Le logement social est utile, même et surtout dans les communes où le prix du foncier est très élevé. Quand un jeune couple s’installe, il préfère rester dans sa commune pour demeurer près de sa famille et de ses amis. S’il n’a pas les moyens d’aller dans le privé, il est souhaitable qu’il puisse bénéficier d’une offre de logement social.
De même, à l’autre bout de la vie, les personnes âgées, les veuves, qui n’ont, hélas ! plus les moyens de payer leur loyer dans le privé doivent pouvoir trouver du logement social adapté à leurs besoins.
Le ghetto n’est pas une fatalité. La loi doit favoriser la pluralité et non la constitution de ghettos.
Enfin, pour terminer, j’évoquerai, en tant que Francilien, le titre III du projet de loi.
Je tiens tout d’abord à dire que je me réjouis de la prolongation du délai qu’il autorise. En effet, le maintien du précédent n’allait pas sans poser de problèmes.
Je me réjouis également que la région Île-de-France ainsi que les départements concernés puissent signer les contrats de développement territorial, les CDT. Il me semble qu’il ne peut y avoir qu’un seul projet par territoire. Lorsque ces derniers arrivent de tous les côtés, les choses se passent très mal ; on appelle cela la théorie du mille-feuille ! Ainsi, le fait que tout le monde se retrouve autour d’un projet commun me paraît une très bonne chose.

### CONSIGNE
Relevez toutes les catégories de personnes qui, selon l'extrait sur le logement social, doivent pouvoir accéder à un logement social.

[Éléments enregistrés]
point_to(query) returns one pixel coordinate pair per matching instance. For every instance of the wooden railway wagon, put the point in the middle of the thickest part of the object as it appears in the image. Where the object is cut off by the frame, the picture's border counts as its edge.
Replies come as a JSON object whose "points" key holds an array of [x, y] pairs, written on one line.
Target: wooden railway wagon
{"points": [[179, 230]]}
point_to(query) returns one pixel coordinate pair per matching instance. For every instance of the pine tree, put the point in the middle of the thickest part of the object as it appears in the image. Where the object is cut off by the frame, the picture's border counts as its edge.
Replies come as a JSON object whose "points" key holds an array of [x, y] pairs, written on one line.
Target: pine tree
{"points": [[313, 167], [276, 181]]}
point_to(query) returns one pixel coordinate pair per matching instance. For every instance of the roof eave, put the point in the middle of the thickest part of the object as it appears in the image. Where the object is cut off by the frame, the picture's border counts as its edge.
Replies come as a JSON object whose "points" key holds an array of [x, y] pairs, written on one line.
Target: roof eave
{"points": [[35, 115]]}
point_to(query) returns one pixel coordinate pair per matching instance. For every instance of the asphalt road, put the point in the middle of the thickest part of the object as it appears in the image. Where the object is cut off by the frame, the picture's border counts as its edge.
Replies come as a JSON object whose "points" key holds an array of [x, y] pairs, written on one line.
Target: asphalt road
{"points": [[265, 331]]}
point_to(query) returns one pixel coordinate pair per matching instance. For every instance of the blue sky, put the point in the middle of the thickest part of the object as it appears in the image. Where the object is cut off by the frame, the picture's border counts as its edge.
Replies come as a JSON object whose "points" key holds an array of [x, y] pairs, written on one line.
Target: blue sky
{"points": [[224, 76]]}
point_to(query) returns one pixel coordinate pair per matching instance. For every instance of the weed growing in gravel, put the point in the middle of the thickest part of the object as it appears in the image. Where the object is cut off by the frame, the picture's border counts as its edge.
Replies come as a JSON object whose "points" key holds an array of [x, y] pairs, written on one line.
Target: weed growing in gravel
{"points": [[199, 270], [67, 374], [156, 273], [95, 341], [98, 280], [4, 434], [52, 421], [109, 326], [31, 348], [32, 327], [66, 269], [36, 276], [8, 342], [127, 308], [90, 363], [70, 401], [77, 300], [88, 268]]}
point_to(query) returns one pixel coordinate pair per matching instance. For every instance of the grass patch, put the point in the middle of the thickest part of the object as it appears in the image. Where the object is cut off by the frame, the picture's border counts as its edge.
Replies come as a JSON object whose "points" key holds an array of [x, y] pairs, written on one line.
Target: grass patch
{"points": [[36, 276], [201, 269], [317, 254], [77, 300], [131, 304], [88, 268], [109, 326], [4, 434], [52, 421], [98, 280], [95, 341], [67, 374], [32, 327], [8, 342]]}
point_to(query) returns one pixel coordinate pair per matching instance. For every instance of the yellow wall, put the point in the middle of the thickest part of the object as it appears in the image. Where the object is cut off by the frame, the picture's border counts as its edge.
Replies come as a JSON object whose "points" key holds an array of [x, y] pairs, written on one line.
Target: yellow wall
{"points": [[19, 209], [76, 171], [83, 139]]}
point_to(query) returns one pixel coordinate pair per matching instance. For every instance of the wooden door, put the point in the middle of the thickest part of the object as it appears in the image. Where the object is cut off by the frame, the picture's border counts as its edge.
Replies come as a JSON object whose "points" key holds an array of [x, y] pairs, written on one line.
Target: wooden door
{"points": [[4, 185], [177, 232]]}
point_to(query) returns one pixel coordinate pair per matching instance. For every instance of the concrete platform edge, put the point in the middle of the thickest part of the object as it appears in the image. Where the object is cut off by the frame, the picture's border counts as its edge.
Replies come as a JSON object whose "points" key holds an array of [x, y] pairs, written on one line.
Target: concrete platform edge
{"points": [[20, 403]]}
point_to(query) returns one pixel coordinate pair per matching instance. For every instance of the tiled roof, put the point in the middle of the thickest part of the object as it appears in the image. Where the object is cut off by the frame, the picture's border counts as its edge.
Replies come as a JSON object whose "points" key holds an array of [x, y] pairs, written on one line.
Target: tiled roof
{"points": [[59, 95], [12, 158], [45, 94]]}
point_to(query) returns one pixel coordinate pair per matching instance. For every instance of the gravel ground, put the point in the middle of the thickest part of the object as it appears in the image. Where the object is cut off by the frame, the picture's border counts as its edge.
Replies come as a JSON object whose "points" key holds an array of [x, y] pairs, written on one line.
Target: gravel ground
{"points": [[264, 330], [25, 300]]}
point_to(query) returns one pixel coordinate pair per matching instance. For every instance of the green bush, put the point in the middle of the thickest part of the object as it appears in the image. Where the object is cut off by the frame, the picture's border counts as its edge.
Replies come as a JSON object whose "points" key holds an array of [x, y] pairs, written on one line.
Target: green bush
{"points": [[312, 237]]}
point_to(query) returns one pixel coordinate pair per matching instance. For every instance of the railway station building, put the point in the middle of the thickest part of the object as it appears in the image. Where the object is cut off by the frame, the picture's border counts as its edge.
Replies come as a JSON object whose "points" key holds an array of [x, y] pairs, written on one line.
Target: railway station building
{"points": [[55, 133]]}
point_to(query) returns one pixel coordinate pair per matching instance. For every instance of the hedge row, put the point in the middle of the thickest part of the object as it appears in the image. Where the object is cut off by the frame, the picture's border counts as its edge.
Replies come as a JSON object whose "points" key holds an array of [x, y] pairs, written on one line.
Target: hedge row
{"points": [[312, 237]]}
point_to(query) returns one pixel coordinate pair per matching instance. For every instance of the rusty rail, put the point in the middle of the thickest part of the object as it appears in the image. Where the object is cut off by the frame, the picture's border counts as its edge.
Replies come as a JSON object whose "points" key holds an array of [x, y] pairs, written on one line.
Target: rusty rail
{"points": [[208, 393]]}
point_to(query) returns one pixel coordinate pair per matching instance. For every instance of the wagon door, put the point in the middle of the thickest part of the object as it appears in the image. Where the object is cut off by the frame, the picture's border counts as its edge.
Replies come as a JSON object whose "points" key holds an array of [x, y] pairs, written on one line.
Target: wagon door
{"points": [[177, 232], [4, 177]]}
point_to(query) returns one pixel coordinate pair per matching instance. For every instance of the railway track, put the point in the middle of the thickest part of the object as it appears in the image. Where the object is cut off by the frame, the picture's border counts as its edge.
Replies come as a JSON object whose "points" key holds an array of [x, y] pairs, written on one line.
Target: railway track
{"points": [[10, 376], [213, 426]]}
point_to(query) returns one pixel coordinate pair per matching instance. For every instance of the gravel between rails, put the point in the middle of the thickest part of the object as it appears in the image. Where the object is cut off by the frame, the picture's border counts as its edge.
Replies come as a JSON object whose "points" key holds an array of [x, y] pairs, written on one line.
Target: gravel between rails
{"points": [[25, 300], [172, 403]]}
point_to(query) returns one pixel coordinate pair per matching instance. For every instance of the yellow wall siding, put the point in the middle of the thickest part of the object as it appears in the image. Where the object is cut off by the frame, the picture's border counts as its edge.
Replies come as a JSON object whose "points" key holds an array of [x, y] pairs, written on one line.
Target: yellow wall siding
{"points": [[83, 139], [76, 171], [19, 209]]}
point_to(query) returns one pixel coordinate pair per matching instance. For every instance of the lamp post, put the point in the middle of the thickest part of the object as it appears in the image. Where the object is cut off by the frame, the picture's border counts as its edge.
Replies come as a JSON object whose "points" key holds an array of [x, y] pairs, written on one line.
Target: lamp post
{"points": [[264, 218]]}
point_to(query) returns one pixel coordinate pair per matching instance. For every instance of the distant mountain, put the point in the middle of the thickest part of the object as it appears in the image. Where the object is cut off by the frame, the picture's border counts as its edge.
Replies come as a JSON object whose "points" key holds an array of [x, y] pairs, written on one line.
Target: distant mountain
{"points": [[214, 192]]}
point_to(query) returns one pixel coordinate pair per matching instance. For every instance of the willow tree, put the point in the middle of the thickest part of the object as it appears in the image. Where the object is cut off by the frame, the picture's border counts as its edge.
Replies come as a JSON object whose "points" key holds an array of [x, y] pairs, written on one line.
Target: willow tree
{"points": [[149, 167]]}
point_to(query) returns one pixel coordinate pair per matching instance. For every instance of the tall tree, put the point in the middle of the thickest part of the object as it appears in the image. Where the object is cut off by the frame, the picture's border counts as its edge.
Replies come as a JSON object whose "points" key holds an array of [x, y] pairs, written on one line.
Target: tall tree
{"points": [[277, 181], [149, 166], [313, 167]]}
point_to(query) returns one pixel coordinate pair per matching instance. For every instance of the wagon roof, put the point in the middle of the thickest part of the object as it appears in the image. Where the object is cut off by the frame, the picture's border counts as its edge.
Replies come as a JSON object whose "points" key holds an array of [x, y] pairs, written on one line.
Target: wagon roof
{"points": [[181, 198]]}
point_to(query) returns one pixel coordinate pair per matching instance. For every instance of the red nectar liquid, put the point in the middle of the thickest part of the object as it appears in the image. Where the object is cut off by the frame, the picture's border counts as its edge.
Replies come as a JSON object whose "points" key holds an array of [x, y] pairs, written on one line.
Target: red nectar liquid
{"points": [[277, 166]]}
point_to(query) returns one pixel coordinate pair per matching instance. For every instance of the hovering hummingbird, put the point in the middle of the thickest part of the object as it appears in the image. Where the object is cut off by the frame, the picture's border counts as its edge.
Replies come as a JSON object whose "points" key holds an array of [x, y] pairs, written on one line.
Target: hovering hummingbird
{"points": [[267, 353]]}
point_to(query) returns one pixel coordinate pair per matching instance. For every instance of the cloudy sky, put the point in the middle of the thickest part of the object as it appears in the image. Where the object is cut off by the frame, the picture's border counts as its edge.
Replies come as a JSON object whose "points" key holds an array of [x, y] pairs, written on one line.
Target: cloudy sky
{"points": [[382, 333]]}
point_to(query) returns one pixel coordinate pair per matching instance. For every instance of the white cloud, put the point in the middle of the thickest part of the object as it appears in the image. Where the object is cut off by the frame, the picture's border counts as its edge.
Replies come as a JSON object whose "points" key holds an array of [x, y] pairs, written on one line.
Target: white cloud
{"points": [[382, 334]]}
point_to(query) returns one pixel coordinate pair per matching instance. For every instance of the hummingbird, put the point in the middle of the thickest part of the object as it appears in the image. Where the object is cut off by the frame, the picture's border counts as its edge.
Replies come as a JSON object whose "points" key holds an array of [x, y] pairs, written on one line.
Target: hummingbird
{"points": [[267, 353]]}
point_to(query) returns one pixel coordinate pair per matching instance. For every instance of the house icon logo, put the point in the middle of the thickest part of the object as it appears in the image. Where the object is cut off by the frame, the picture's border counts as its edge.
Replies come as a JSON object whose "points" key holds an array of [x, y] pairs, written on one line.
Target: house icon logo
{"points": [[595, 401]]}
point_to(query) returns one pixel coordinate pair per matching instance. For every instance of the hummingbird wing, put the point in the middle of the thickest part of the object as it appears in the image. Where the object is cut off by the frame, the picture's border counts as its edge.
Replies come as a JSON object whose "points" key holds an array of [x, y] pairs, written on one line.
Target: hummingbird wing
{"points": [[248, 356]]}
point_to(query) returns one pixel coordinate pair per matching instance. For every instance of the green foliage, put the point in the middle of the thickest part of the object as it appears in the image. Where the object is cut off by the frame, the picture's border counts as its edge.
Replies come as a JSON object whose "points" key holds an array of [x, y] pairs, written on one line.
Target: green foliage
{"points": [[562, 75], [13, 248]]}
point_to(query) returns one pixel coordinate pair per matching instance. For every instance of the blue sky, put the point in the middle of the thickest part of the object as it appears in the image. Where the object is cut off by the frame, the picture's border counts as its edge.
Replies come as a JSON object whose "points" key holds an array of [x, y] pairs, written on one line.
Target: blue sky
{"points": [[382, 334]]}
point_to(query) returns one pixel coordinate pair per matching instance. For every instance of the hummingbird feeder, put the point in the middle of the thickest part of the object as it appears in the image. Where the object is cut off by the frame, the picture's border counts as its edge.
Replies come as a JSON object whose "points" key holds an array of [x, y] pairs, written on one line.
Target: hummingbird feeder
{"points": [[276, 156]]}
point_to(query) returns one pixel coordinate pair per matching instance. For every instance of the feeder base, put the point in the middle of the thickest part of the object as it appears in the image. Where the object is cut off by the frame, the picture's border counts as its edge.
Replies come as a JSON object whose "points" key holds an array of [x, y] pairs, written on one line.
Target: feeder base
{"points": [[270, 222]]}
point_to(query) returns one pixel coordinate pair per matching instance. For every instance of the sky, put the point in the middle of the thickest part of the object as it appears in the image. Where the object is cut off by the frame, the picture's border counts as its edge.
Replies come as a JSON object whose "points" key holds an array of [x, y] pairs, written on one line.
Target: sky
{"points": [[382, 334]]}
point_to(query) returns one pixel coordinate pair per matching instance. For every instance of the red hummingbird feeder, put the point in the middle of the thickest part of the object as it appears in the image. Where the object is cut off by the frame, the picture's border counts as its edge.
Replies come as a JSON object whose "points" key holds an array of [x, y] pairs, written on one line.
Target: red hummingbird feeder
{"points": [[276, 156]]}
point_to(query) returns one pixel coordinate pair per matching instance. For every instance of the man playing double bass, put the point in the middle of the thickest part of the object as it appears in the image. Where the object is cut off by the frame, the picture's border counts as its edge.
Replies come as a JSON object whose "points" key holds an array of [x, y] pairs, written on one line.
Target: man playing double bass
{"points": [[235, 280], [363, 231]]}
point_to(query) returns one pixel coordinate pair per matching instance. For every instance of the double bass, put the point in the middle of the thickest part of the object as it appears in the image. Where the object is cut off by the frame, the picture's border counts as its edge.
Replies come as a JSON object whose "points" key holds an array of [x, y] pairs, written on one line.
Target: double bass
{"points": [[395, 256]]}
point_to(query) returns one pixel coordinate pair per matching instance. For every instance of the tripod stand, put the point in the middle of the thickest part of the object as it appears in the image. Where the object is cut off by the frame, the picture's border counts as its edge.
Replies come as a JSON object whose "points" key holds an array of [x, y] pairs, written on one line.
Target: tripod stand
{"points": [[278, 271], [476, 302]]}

### RÉPONSE
- un jeune couple
- les personnes âgées
- les veuves